◆ Required action A:
In the OpenShift remediation text, which OpenShift version was the setup tested with?
--- Text section ---
OpenShift Machine Remediation
By Mark DeNeve
Kubernetes and thus OpenShift are designed to host applications in such a way that if a node hosting your application fails, it will reschedule the app on another node automatically, and everything “just keeps working”. This happens without any intervention by an administrator letting you continue on with your life, not getting bothered by some on-call alert system. But what about that node that failed? While the app may be up and running you have a node that is no longer pulling its weight, your cluster capacity is lessened and if you get enough of these failed nodes, other apps may be effected or your cluster may fail.
If you are in operations, you know just how annoying it can be to be called to reboot or fix that failed node. Why not let the platform self heal using the Node Health Check Operator, the Self Remediation Operator and the Machine Deletion Operator. These Operators are availed in Operator Hub and includes as a part of the OpenShift platform.
In this blog post, we will use the Node Health Check operator to create an automation which will run an escalating remediation, starting with a reboot of the unhealthy node and finishing with the complete destruction and redeployment of a node with a system failure. By using an escalating remediation we ensure that the cluster has enough compute resources with as minimal impact as possible. Since its all automated, you or your operations team is never bothered to repair or replace a node.
Prerequisites
- OpenShift 4 cluster - tested with OCP 4.13 with a working MachineAPI
- The MachineAPI is configured for any cluster installed using the IPI Install process
- Administrator level privileges in the cluster
- The OpenShift oc command-line tool
Install the Node Health Check Operator for Red Hat OpenShift
We will start by installing the Node Health Check Operator. The Node Health Check Operator is responsible for watching the nodes in a cluster and flagging those nodes that are failing or in a non-healthy state so that they can be isolated and remediated back to health.
- Log in to the OpenShift Container Platform web console
- Navigate to Operators → OperatorHub
- Enter “Node Health Check Operator” into the filter box
- Select the “Node Health Check Operator” and click Install
- On the Install Operator page, leave all defaults selected, and click Install
Wait for the Operator to install before proceeding to the next section. This will update the OpenShift UI to have a “NodeHealthChecks” under the “Compute” section of the OpenShift UI Administrator view. The Node Health Check Operator will also install the Self Node Remediation CR, which we will talk more about in the Configuring Automatic Remediation of nodes section below.
Install the Machine Deletion Remediation Operator for Red Hat OpenShift
Next up we will install the the Machine Deletion Remediation Operator. The Machine Deletion Remediation Operator will control the second stage of our escalating node remediation and is responsible for deleting a Machine from the cluster when the Node Health Check Operator calls for it.
---
◆ Required action B:
In the records, switch "rough mask" to "coarse mask" in the lines from the line with "</instance>" to the line with "positive clicks: (233, 488)", and give back only those lines.
--- The data ---
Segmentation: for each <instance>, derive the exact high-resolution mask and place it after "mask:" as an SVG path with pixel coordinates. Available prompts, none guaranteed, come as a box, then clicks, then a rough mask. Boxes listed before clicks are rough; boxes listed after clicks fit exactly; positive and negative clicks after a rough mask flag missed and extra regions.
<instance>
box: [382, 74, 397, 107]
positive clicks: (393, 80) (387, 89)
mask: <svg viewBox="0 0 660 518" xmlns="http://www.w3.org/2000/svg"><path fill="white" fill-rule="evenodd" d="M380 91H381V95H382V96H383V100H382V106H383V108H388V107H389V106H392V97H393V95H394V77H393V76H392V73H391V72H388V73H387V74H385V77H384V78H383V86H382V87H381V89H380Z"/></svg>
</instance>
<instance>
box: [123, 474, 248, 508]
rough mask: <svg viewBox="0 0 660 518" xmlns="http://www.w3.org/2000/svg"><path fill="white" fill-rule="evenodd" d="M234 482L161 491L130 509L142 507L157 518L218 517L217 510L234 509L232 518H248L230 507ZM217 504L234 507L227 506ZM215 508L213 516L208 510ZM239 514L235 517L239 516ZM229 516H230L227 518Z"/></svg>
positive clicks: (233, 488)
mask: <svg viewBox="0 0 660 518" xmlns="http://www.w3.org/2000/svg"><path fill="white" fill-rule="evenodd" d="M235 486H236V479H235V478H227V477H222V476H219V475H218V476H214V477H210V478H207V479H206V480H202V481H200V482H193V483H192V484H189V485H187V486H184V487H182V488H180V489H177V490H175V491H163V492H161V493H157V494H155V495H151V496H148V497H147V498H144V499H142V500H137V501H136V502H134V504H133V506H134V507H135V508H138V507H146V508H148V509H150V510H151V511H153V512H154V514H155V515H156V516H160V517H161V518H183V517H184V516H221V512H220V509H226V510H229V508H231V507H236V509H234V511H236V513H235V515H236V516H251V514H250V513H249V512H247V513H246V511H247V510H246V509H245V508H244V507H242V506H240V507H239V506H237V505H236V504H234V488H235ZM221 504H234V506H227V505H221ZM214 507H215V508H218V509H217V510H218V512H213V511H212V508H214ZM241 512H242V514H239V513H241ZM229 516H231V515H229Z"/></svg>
---
◆ Response A:
OCP 4.13.

◆ Response B:
</instance>
<instance>
box: [123, 474, 248, 508]
coarse mask: <svg viewBox="0 0 660 518" xmlns="http://www.w3.org/2000/svg"><path fill="white" fill-rule="evenodd" d="M234 482L161 491L130 509L142 507L157 518L218 517L217 510L234 509L232 518H248L230 507ZM217 504L234 507L227 506ZM215 508L213 516L208 510ZM239 514L235 517L239 516ZM229 516H230L227 518Z"/></svg>
positive clicks: (233, 488)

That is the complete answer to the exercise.